§ Exercise details
Your answer should be one number: the count of lines in the records that include the word "field".

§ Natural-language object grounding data
· · ·
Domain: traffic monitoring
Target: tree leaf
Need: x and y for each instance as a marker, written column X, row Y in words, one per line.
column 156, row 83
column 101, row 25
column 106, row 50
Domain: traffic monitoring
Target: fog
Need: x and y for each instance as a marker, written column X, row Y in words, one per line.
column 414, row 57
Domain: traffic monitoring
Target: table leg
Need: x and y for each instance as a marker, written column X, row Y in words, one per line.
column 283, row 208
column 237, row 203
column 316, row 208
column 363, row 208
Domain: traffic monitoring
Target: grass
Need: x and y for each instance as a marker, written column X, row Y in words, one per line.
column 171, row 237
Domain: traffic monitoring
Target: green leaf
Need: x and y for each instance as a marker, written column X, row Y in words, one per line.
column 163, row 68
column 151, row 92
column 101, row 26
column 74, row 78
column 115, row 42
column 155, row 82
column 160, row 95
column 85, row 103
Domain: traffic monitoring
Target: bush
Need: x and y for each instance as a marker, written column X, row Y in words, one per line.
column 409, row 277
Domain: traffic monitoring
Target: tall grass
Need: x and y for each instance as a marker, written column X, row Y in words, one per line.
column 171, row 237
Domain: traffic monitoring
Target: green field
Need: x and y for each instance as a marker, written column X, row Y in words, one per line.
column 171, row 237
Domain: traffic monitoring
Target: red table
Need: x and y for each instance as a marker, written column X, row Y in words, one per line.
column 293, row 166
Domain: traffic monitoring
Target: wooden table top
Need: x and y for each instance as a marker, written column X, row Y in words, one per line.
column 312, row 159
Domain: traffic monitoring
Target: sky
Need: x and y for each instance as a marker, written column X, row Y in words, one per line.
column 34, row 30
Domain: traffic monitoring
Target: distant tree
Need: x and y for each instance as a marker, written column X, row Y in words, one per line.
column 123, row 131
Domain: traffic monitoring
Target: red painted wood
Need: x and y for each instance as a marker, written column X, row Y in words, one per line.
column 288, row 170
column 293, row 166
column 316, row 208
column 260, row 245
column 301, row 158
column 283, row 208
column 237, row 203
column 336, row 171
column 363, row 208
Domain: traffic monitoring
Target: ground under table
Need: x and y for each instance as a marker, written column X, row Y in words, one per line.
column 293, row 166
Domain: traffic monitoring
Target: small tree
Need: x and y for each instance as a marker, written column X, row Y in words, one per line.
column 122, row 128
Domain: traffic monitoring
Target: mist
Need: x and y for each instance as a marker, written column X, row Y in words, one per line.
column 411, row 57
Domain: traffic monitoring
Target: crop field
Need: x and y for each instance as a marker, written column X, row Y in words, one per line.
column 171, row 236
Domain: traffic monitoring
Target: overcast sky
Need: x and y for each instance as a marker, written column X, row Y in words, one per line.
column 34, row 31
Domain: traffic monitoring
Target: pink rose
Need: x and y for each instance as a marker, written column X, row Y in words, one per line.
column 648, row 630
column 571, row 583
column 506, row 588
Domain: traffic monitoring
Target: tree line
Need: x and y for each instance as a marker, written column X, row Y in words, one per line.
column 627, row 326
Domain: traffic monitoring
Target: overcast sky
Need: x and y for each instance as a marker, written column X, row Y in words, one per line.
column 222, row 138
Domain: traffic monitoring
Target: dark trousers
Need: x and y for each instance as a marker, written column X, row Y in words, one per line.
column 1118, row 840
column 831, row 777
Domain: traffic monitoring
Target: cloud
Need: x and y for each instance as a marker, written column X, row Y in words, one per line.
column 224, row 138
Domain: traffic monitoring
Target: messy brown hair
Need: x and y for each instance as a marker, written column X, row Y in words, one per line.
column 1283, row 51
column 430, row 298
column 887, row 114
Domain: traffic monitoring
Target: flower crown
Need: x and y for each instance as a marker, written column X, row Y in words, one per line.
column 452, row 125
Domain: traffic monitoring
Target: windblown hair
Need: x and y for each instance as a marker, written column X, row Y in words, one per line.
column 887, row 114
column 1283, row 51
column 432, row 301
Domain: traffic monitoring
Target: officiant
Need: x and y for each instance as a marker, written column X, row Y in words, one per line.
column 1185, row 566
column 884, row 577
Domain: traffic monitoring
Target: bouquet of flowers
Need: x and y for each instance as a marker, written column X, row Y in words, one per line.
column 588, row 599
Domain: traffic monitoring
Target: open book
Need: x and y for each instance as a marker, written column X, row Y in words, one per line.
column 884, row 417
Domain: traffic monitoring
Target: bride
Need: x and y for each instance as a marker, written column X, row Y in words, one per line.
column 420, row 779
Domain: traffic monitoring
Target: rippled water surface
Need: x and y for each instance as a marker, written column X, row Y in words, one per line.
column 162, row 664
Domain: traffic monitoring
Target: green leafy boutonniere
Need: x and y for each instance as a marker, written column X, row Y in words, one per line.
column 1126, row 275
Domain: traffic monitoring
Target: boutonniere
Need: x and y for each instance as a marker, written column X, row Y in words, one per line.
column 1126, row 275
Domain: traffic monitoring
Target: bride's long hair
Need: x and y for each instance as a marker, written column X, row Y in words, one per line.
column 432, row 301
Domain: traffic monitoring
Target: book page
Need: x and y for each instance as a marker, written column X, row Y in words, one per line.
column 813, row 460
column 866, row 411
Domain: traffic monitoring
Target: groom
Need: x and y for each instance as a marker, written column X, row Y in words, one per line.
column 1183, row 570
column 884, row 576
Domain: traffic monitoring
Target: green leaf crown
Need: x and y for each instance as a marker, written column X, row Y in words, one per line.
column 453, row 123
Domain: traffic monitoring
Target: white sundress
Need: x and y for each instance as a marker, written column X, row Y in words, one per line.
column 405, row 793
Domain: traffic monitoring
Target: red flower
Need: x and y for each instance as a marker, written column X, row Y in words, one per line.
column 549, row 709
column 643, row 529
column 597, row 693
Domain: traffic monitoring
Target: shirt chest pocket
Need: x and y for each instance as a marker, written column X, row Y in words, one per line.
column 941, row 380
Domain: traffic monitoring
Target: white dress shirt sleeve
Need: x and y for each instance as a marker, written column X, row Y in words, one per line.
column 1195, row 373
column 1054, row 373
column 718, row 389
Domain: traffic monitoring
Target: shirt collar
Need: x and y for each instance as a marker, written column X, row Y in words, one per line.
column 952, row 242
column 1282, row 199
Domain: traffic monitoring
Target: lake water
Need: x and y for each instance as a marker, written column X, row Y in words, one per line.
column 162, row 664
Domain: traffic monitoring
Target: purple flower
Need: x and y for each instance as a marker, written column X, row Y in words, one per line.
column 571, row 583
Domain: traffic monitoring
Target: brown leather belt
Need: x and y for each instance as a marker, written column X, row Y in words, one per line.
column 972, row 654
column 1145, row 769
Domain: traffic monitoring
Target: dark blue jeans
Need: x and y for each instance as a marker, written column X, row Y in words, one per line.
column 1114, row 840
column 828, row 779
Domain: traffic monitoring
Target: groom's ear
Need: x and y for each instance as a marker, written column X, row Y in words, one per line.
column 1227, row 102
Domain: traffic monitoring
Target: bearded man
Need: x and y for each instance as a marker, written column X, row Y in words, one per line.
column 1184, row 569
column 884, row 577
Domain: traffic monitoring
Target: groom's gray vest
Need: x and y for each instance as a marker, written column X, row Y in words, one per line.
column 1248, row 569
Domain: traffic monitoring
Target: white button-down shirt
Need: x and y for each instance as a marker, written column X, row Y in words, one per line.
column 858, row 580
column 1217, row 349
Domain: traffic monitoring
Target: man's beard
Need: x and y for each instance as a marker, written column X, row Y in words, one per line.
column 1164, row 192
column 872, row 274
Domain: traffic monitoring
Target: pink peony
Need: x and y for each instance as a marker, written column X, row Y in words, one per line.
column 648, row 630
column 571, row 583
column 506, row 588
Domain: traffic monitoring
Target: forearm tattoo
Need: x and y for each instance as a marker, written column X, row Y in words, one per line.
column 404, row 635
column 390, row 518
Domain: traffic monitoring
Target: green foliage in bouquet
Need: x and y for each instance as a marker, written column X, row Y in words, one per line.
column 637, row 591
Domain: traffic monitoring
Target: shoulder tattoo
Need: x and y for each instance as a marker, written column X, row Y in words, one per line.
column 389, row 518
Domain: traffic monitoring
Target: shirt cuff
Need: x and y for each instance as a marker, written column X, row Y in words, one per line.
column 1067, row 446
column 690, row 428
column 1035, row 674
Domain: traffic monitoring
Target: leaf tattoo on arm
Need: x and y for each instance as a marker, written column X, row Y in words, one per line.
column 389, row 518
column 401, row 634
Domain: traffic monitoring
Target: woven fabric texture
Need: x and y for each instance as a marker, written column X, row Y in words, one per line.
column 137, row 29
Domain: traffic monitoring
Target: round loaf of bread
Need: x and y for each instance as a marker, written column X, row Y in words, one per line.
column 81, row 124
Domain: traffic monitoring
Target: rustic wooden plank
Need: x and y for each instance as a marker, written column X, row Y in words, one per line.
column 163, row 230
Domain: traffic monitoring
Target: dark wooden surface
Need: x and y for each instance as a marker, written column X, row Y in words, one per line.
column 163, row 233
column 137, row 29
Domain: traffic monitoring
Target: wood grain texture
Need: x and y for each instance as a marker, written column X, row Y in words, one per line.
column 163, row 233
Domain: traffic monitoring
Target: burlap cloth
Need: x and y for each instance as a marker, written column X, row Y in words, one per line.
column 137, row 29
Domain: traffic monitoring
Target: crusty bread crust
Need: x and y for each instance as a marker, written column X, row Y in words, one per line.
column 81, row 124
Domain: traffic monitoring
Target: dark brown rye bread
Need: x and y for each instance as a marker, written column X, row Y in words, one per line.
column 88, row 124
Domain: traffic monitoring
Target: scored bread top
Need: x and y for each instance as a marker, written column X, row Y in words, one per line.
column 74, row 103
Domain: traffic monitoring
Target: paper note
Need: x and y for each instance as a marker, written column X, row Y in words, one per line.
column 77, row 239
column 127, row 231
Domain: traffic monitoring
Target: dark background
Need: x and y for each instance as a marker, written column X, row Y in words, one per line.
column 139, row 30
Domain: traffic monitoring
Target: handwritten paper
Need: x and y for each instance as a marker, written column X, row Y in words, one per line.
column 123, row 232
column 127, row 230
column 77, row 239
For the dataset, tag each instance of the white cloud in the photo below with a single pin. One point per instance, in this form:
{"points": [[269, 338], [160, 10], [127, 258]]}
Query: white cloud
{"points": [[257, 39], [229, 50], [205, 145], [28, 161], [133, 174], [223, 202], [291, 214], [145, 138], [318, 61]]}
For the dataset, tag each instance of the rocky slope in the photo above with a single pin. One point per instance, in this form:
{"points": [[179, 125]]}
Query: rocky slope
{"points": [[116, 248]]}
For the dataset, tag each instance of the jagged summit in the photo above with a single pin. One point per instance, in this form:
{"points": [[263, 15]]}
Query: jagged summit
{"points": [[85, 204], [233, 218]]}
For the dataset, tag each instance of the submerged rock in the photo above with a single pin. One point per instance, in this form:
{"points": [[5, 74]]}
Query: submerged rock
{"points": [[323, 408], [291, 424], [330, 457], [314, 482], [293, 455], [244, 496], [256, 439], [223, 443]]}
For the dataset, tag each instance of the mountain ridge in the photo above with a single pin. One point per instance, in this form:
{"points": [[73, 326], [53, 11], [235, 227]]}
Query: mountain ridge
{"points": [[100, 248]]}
· · ·
§ Answer space
2